In aspects, the method further includes inputting at least one of a representation of a second device or a representation of a user of the second device into the first machine-learning model, where: generating the first bone conduction signal is further based, at least in part, on the at least one of the representation of the second device or the representation of the user of the second device, and generating the transfer function is further based, at least in part, on the at least one of the representation of the second device or the representation of the user of the second device.

In aspects, generating the transfer function based, at least in part, on the first acoustic signal includes using an encoder and a decoder both included in the first machine-learning model; and inputting the at least one of the representation of the second device or the representation of the user of the second device includes inputting the at least one of the representation of the second device or the representation of the user of the second device into the decoder.

In aspects, inputting the first acoustic signal into the first machine-learning model includes inputting a linguistic input representing the first acoustic signal into the first machine-learning model.

In aspects, the linguistic input is encoded in a multimodal latent space that includes text and audio.

In aspects, the first machine-learning model includes a neural network.

In aspects, the first audio device includes a wearable audio device.

Aspects of the present disclosure provide a first device that includes one or more processors. The one or more processors are configured to: (i) input a first acoustic signal into a first machine-learning model, (ii) generate, with the first machine-learning model, a first bone conduction signal in a time domain or a spectral domain based, at least in part, on the first acoustic signal, (iii) generate, with the first machine-learning model, a transfer function that characterizes a relationship between the first acoustic signal and the first bone conduction signal based, at least in part, on the first acoustic signal, and (iv) train, using at least one of the first bone conduction signal or the transfer function, a second machine-learning model on a second device.
# # # #
§ To-do list:
1. Repeat the bone conduction passage from "In aspects, the first audio" up to and including "a second device.".
2. According to the bone conduction passage, what kind of space is the linguistic input encoded in?
The data that comes after the bone conduction passage is separate material.

§ Material provided:
# # # #
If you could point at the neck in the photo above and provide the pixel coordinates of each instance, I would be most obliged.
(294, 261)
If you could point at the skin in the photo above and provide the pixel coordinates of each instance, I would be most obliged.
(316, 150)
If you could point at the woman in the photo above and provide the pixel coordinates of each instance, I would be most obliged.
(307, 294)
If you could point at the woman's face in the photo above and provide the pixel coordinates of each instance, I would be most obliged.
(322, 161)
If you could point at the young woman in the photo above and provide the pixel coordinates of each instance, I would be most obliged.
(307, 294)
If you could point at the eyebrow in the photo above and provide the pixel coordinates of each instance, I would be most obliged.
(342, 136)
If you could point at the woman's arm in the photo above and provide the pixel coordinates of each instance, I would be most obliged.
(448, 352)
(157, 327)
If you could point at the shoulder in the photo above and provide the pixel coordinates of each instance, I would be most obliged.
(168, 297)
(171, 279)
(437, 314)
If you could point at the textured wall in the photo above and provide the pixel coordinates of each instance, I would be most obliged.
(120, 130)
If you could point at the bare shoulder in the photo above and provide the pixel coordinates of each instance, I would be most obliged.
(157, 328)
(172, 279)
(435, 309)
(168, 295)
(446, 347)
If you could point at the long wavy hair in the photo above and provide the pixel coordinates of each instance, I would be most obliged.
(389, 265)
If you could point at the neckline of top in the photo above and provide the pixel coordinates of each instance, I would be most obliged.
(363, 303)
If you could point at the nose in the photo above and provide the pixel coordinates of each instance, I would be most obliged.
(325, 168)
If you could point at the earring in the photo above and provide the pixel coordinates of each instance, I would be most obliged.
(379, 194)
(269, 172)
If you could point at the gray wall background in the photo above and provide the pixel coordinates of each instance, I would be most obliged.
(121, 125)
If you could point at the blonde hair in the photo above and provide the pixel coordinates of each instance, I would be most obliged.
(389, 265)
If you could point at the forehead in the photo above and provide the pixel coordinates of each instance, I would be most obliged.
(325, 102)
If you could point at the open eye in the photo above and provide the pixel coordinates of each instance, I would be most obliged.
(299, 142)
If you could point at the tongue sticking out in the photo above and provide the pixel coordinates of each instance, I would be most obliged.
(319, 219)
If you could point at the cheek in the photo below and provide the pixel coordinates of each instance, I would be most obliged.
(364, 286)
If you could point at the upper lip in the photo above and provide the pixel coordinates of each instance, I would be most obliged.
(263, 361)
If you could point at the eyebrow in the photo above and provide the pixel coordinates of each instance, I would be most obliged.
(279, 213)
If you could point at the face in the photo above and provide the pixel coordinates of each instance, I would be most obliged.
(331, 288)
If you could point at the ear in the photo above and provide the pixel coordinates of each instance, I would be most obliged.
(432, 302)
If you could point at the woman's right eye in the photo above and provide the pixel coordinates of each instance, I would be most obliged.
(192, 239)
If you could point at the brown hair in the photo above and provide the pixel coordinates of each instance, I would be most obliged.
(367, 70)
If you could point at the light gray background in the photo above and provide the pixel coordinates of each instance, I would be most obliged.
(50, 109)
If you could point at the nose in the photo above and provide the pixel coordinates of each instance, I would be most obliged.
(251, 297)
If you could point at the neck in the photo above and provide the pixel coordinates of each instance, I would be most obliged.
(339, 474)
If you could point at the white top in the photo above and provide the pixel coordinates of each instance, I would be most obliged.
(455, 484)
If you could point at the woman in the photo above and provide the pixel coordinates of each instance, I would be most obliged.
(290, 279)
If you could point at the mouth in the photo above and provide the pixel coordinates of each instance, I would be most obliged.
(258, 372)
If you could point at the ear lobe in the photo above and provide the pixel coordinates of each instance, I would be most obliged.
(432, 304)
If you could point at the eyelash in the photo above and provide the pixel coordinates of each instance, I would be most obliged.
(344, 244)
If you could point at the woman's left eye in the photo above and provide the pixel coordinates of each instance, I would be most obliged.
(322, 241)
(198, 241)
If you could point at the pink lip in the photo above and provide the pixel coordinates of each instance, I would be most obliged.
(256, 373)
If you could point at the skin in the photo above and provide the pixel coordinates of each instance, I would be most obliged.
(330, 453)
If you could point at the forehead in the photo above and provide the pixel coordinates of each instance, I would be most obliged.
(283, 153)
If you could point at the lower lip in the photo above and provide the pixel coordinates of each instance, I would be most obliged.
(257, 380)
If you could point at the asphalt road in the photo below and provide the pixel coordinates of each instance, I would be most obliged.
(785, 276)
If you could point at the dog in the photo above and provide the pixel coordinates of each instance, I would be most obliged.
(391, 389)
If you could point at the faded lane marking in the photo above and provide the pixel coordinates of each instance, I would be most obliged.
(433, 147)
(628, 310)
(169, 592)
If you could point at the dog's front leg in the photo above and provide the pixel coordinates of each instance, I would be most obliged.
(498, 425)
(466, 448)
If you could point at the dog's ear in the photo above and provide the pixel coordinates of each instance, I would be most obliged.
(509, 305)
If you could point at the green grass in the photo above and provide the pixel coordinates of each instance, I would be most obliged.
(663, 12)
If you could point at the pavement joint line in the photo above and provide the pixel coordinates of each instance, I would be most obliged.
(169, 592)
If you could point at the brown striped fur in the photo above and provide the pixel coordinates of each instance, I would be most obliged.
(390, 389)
# # # #
§ Expected answers:
1.
In aspects, the first audio device includes a wearable audio device.

Aspects of the present disclosure provide a first device that includes one or more processors. The one or more processors are configured to: (i) input a first acoustic signal into a first machine-learning model, (ii) generate, with the first machine-learning model, a first bone conduction signal in a time domain or a spectral domain based, at least in part, on the first acoustic signal, (iii) generate, with the first machine-learning model, a transfer function that characterizes a relationship between the first acoustic signal and the first bone conduction signal based, at least in part, on the first acoustic signal, and (iv) train, using at least one of the first bone conduction signal or the transfer function, a second machine-learning model on a second device.

2. A multimodal latent space that includes text and audio.